◆ Assignment: Continue the text below about HIPEC treatment, picking up after its last sentence.

◆ Page excerpt:

+ + +

Each individual’s case differs from another. Therefore, to assess a patient’s eligibility, a team of doctors, surgeons, radiologists, pathologists, and chemical nurse specialists of a specialized medical center consult and perform diagnostic studies to find out whether each patient needs this treatment or not. But there are special circumstances that make patients unsuitable for this process.
For instance, eligible patients should not have disease in multiple sites or disease in the abdomen which is too widespread, then they’re unlikely to benefit from this type of surgery. Each patient is assessed individually and treatment or a surveillance plan is put into treatment.
Life After HIPEC
The entire process is really invasive and it takes 3 to 4 months for patients to recover completely. You have to stay 7-10 days in the hospital, which is not a short time in comparison with many types of surgery. During this time, your digestive system needs to recover from the intense dose of chemotherapy it has received. Nutrition is given to patients via a feeding tube.

+ + +

[Natural-language object grounding data]
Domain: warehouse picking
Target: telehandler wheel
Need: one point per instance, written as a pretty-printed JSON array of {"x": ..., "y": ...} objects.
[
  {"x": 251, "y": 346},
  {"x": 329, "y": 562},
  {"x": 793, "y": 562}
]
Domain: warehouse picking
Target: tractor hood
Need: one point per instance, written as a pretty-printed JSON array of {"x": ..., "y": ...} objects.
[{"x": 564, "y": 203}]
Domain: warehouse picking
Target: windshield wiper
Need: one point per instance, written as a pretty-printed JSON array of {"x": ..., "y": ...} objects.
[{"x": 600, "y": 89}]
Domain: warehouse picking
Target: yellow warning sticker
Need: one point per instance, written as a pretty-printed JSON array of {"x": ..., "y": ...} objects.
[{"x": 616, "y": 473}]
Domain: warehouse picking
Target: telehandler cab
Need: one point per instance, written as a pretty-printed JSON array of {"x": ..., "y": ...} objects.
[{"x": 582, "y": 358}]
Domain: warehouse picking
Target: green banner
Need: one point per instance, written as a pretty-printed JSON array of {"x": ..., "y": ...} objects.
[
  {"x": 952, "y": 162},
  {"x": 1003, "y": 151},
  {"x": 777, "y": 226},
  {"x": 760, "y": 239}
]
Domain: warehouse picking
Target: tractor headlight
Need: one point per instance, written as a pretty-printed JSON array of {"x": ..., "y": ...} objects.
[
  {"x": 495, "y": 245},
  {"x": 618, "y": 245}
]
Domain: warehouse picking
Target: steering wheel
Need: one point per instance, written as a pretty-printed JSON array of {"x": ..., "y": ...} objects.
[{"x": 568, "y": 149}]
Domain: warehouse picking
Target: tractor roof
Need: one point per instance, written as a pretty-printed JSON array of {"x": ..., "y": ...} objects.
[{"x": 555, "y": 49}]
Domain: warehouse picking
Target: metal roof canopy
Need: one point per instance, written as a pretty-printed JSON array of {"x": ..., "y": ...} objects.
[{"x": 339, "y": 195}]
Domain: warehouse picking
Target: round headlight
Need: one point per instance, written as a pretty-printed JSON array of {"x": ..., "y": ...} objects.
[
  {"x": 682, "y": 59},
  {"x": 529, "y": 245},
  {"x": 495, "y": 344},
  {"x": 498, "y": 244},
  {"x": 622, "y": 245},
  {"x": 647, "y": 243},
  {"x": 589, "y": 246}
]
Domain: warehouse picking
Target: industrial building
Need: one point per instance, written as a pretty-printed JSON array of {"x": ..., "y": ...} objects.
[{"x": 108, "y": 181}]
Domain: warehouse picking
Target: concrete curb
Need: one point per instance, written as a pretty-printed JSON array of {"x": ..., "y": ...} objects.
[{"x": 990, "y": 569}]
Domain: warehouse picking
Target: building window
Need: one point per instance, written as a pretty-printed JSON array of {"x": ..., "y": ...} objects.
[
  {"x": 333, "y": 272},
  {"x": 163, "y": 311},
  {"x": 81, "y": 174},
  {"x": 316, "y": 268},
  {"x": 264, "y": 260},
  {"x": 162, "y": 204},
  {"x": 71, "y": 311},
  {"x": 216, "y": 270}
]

+ + +

◆ Response:
During your recovery time at home, make sure to take a walk every day as it decreases the chance of post-surgery complications.
If you feel tired most of the time, don’t worry. It’s totally normal and will continue for 2 or 3 months. Remember, your body has been through a lot. Give it time to heal. But try to stay active, even if it means brief, small, daily activities.
Wait for at least 2 months before you restart your sexual activity. Listen to your body. Don’t be hard on yourself.
If your job does not require heavy physical activities, you can go back to work within a month.
Driving is not recommended sooner than 7 to 8 weeks after the surgery.
If you have to travel after your surgery or you choose medical tourism for your treatment, ask your airline for a ‘curb to curb wheelchair’. Ask your surgical oncologist or your surgeon to evaluate your nutrition status because your calorie needs after surgery must be met.
In general, you can eat well-cooked vegetables, white bread, plain pasta, white rice, etc. And please, don’t forget your follow-up sessions. Even 4 years after the surgery, you need follow-ups every 6 months.
Serious complications are seen in between 10-15% of patients. The most common side effects are Bleeding and asthmatic leak which happens when the bowel ends that have been joined together do not heal. It most of the time needs antibiotics, sometimes a drain, and even a second operation.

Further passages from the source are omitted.